Written instruction 1: Update the part of the Ceph monitoring text that opens with the words "2.2. Checking Cluster Health" and closes with "using the cluster." by replacing "a few moments" with "a few minutes", and write out that part in full.
Written instruction 2:
Answer these questions from the Ceph monitoring text:
(a) How do you run the ceph tool in interactive mode?
(b) What message should ceph health return once the cluster is ready?
(c) What command do you enter to watch the cluster's ongoing events?

:: Source excerpt

High level monitoring of a cluster typically involves checking the status of Ceph OSD and monitor daemons to ensure that they are up and running. High level monitoring also involves checking your cluster capacity to ensure that the cluster doesn’t exceed its full ratio. The Calamari instance on your administration node is the most common way to conduct high-level monitoring. However, you may also use CLI, the admin socket or the Ceph API to monitor your cluster.

2.1. Interactive Mode

To run the ceph tool in interactive mode, type ceph at the command line with no arguments. For example:

ceph
ceph> health
ceph> status
ceph> quorum_status
ceph> mon_status

2.2. Checking Cluster Health

After you start your cluster, and before you start reading and/or writing data, check your cluster’s health first. You can check on the health of your Ceph cluster with the following:

ceph health

If you specified non-default locations for your configuration or keyring, you may specify their locations:

ceph -c /path/to/conf -k /path/to/keyring health

Upon starting the Ceph cluster, you will likely encounter a health warning such as HEALTH_WARN XXX num placement groups stale. Wait a few moments and check it again. When your cluster is ready, ceph health should return a message such as HEALTH_OK. At that point, it is okay to begin using the cluster.

2.3. Watching a Cluster

To watch the cluster’s ongoing events on the command line, open a new terminal. Then, enter:

ceph -w

Ceph will print each event. For example, a tiny Ceph cluster consisting of one monitor and two OSDs may print the following:

cluster b370a29d-9287-4ca3-ab57-3d824f65e339
 health HEALTH_OK
 monmap e1: 1 mons at {ceph1=10.0.0.8:6789/0}, election epoch 2, quorum 0 ceph1
 osdmap e63: 2 osds: 2 up, 2 in
  pgmap v41338: 952 pgs, 20 pools, 17130 MB data, 2199 objects
        115 GB used, 167 GB / 297 GB avail
             952 active+clean

2014-06-02 15:45:21.655871 osd.0 [INF] 17.71 deep-scrub ok
2014-06-02 15:45:47.880608 osd.1 [INF] 1.0 scrub ok
2014-06-02 15:45:48.865375 osd.1 [INF] 1.3 scrub ok
2014-06-02 15:45:50.866479 osd.1 [INF] 1.4 scrub ok
2014-06-02 15:45:01.345821 mon.0 [INF] pgmap v41339: 952 pgs: 952 active+clean; 17130 MB data, 115 GB used, 167 GB / 297 GB avail
2014-06-02 15:45:05.718640 mon.0 [INF] pgmap v41340: 952 pgs: 1 active+clean+scrubbing+deep, 951 active+clean; 17130 MB data, 115 GB used, 167 GB / 297 GB avail
2014-06-02 15:45:53.997726 osd.1 [INF] 1.5 scrub ok
2014-06-02 15:45:06.734270 mon.0 [INF] pgmap v41341: 952 pgs: 1 active+clean+scrubbing+deep, 951 active+clean; 17130 MB data, 115 GB used, 167 GB / 297 GB avail
2014-06-02 15:45:15.722456 mon.0 [INF] pgmap v41342: 952 pgs: 952 active+clean; 17130 MB data, 115 GB used, 167 GB / 297 GB avail
2014-06-02 15:46:06.836430 osd.0 [INF] 17.75 deep-scrub ok
2014-06-02 15:45:55.720929 mon.0 [INF] pgmap v41343: 952 pgs: 1 active+clean+scrubbing+deep, 951 active+clean; 17130 MB data, 115 GB used, 167 GB / 297 GB avail

The output provides:

  • Cluster ID
  • Cluster health status
  • The monitor map epoch and the status of the monitor quorum
  • The OSD map epoch and the status of OSDs
  • The placement group map version
  • The number of placement groups and pools
  • The notional amount of data stored and the number of objects stored; and,
  • The total amount of data stored.

::::
:: Rows

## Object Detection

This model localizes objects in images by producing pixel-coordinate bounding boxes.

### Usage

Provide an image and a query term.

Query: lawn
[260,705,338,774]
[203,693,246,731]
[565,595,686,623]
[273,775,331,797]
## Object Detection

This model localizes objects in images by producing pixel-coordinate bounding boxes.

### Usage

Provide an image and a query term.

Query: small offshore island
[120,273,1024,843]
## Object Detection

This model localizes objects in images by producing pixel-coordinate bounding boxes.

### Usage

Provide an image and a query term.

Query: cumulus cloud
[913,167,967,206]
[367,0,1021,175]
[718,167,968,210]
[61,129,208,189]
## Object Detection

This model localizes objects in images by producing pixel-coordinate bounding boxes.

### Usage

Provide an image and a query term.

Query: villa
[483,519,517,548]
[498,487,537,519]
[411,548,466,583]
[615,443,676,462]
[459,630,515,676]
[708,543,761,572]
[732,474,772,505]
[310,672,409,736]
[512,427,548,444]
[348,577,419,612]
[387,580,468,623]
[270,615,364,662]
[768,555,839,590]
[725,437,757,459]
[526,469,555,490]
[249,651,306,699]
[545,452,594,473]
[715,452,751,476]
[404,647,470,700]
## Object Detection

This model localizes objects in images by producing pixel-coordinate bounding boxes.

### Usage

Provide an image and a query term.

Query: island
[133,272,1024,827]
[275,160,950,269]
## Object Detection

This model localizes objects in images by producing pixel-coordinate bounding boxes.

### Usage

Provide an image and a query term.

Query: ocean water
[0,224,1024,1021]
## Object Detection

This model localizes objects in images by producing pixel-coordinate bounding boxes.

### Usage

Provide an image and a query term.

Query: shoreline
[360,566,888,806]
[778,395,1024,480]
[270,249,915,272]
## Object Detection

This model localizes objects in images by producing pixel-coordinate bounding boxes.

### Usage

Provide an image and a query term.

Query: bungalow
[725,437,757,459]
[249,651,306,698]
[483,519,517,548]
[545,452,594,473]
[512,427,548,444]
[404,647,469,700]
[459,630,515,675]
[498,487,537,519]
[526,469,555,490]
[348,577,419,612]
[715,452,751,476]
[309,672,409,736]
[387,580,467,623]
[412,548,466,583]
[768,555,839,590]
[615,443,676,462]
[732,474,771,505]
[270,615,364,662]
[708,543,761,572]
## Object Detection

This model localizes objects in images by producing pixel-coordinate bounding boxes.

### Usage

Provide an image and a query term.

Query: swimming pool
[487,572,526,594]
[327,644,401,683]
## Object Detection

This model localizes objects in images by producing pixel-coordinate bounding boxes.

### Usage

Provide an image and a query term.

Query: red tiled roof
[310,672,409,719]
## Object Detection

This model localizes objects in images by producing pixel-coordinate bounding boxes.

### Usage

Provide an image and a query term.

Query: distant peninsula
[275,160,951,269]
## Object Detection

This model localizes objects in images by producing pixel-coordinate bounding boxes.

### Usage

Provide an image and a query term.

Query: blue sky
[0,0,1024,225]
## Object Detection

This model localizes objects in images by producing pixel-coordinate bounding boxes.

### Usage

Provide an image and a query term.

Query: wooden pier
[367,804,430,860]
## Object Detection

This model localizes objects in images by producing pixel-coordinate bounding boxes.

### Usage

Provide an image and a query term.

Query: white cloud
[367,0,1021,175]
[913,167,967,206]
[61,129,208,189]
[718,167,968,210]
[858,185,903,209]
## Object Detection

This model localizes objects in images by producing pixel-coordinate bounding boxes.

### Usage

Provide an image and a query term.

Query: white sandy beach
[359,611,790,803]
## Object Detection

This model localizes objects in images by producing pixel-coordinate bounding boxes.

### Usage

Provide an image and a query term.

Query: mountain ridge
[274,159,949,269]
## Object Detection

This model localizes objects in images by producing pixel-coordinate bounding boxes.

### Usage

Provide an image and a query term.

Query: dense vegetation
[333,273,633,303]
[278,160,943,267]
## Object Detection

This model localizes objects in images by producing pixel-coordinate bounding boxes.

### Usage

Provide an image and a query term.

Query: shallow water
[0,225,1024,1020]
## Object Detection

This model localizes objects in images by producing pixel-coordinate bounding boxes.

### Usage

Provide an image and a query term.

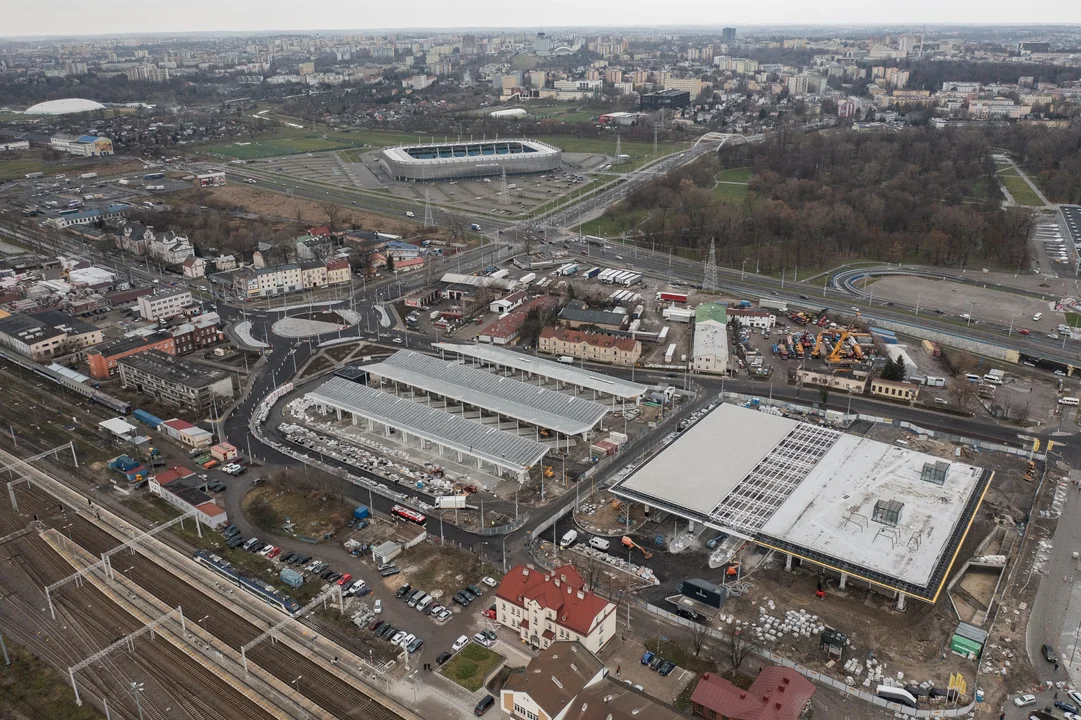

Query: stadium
[379,139,563,181]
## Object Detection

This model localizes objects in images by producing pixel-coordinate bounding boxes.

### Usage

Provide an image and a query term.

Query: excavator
[623,535,653,560]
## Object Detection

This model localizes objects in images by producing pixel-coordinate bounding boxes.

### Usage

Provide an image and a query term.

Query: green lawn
[713,183,747,205]
[999,173,1043,206]
[439,642,505,693]
[715,168,751,183]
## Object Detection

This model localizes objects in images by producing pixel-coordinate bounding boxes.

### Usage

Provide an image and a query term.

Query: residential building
[499,641,608,720]
[117,350,232,417]
[232,264,304,297]
[86,333,176,379]
[326,259,349,285]
[49,134,112,158]
[299,261,326,289]
[537,328,642,368]
[726,307,777,330]
[147,466,229,530]
[496,564,615,653]
[691,666,815,720]
[0,310,105,361]
[871,377,920,402]
[138,290,192,321]
[641,89,691,110]
[691,303,729,374]
[182,255,206,278]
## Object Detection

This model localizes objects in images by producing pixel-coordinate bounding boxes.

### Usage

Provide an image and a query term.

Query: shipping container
[679,577,728,608]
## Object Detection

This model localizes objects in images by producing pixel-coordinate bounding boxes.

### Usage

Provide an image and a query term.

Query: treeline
[991,125,1081,204]
[610,129,1031,272]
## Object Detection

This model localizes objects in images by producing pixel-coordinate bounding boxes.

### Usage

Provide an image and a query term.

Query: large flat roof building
[364,350,610,437]
[613,404,993,604]
[379,139,563,181]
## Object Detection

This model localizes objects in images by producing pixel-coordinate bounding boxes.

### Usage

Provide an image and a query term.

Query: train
[0,347,132,415]
[195,550,301,617]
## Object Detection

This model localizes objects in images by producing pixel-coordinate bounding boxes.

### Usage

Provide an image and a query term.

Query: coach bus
[390,505,428,525]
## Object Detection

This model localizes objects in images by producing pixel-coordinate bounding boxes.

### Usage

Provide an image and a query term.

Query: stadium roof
[26,97,105,115]
[432,343,650,399]
[364,350,609,435]
[307,377,548,471]
[613,404,993,602]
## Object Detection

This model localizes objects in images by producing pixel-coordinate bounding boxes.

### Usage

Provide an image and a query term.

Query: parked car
[473,695,495,718]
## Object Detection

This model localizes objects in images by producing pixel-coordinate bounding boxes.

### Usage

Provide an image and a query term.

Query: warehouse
[613,404,993,609]
[432,343,649,404]
[379,139,563,181]
[364,350,610,440]
[307,377,548,482]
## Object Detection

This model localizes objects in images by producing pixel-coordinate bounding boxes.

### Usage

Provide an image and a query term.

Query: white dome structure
[26,97,105,115]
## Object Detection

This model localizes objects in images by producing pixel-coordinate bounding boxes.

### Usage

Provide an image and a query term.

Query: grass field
[439,642,505,693]
[999,173,1043,206]
[715,168,751,183]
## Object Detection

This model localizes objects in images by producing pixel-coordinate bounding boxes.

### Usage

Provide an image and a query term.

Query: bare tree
[690,623,709,657]
[724,629,758,672]
[319,200,343,232]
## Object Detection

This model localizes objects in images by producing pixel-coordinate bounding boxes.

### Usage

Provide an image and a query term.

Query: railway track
[4,521,271,720]
[9,485,400,720]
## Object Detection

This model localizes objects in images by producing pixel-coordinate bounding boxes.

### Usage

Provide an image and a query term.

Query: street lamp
[128,680,143,720]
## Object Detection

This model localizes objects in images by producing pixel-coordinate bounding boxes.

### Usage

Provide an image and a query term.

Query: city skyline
[6,0,1081,38]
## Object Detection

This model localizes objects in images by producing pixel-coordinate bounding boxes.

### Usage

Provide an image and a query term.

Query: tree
[319,200,343,232]
[724,629,758,672]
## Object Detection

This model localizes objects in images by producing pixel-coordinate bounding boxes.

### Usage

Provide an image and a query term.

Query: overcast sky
[6,0,1081,37]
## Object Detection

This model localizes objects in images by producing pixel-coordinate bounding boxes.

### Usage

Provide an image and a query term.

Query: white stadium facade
[379,139,563,181]
[26,97,106,115]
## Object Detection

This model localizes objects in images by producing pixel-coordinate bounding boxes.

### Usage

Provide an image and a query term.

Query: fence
[635,600,975,718]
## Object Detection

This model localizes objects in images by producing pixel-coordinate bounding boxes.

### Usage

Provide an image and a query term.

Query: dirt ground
[201,185,450,240]
[871,276,1065,333]
[384,543,498,608]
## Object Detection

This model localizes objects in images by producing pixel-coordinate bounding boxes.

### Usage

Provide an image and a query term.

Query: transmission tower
[702,238,717,292]
[424,190,436,227]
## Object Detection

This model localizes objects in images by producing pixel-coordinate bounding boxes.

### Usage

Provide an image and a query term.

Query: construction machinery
[623,535,653,560]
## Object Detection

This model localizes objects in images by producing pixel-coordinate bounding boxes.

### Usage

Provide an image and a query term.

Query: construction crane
[623,535,653,560]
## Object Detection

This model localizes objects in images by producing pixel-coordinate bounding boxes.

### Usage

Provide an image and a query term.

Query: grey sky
[6,0,1081,37]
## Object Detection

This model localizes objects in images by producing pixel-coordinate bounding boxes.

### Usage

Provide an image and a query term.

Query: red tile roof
[691,666,815,720]
[496,565,610,635]
[541,328,636,352]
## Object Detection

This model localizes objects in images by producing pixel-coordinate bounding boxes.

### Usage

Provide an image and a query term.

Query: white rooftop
[432,343,650,399]
[619,403,799,516]
[761,435,984,586]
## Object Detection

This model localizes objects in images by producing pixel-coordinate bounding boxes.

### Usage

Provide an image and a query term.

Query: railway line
[5,475,400,720]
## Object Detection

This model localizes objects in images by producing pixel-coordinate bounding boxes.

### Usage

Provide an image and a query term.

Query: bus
[390,505,428,525]
[875,685,916,708]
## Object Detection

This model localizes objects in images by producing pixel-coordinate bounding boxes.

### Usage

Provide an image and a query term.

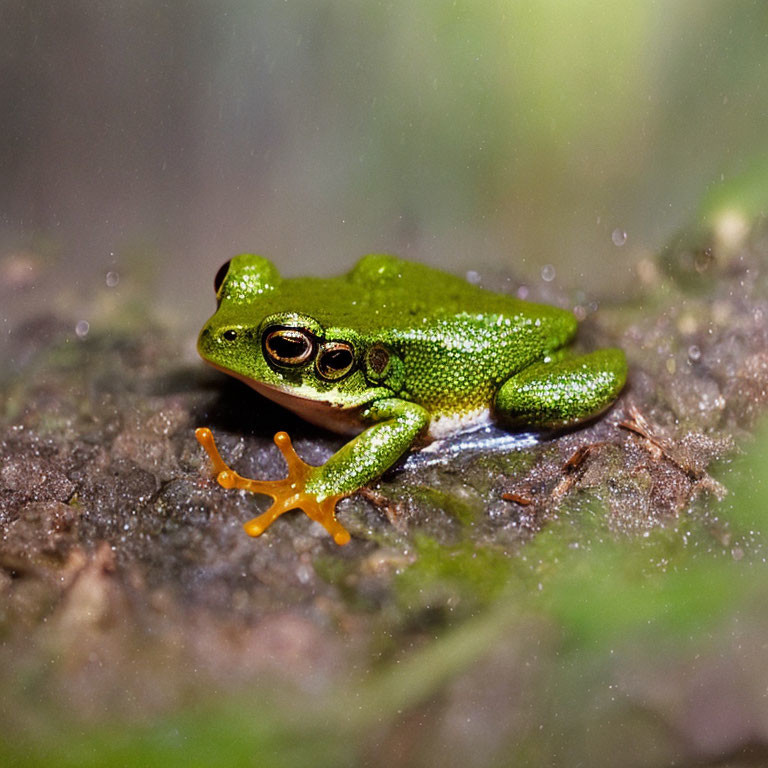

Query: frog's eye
[213,259,232,296]
[315,341,355,380]
[264,328,315,365]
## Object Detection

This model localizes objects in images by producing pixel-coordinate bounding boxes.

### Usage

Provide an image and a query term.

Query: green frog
[196,254,627,544]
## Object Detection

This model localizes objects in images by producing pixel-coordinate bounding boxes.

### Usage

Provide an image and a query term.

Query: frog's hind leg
[494,349,627,429]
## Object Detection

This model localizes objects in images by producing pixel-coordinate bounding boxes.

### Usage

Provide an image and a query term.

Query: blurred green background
[0,0,768,329]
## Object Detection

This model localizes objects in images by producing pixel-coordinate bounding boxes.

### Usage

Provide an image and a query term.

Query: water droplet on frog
[611,227,627,247]
[75,320,91,339]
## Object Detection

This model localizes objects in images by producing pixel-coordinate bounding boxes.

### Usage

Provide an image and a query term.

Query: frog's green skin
[198,255,627,543]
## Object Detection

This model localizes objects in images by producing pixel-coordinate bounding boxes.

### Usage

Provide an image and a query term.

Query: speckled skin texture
[198,255,626,540]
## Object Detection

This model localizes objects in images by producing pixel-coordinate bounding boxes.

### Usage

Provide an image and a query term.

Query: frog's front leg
[494,349,627,428]
[195,398,429,544]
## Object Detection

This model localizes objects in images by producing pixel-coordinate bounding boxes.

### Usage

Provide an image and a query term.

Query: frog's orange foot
[195,427,350,544]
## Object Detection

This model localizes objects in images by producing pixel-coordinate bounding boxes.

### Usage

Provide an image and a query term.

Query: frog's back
[349,256,576,416]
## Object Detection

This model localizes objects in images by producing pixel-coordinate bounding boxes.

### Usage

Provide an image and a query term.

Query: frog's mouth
[206,360,375,435]
[246,376,365,435]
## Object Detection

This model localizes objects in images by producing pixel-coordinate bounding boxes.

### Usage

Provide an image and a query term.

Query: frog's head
[197,254,392,431]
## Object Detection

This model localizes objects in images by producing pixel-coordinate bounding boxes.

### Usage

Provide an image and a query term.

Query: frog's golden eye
[315,341,355,380]
[264,328,315,365]
[213,259,232,296]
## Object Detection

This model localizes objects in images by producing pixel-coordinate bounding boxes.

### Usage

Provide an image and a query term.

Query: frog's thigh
[494,349,627,427]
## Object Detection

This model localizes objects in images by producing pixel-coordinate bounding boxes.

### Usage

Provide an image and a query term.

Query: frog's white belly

::::

Exercise solution 1:
2.2. Checking Cluster Health

After you start your cluster, and before you start reading and/or writing data, check your cluster’s health first. You can check on the health of your Ceph cluster with the following:

ceph health

If you specified non-default locations for your configuration or keyring, you may specify their locations:

ceph -c /path/to/conf -k /path/to/keyring health

Upon starting the Ceph cluster, you will likely encounter a health warning such as HEALTH_WARN XXX num placement groups stale. Wait a few minutes and check it again. When your cluster is ready, ceph health should return a message such as HEALTH_OK. At that point, it is okay to begin using the cluster.

Exercise solution 2:
(a) Type ceph at the command line with no arguments.
(b) A message such as HEALTH_OK.
(c) ceph -w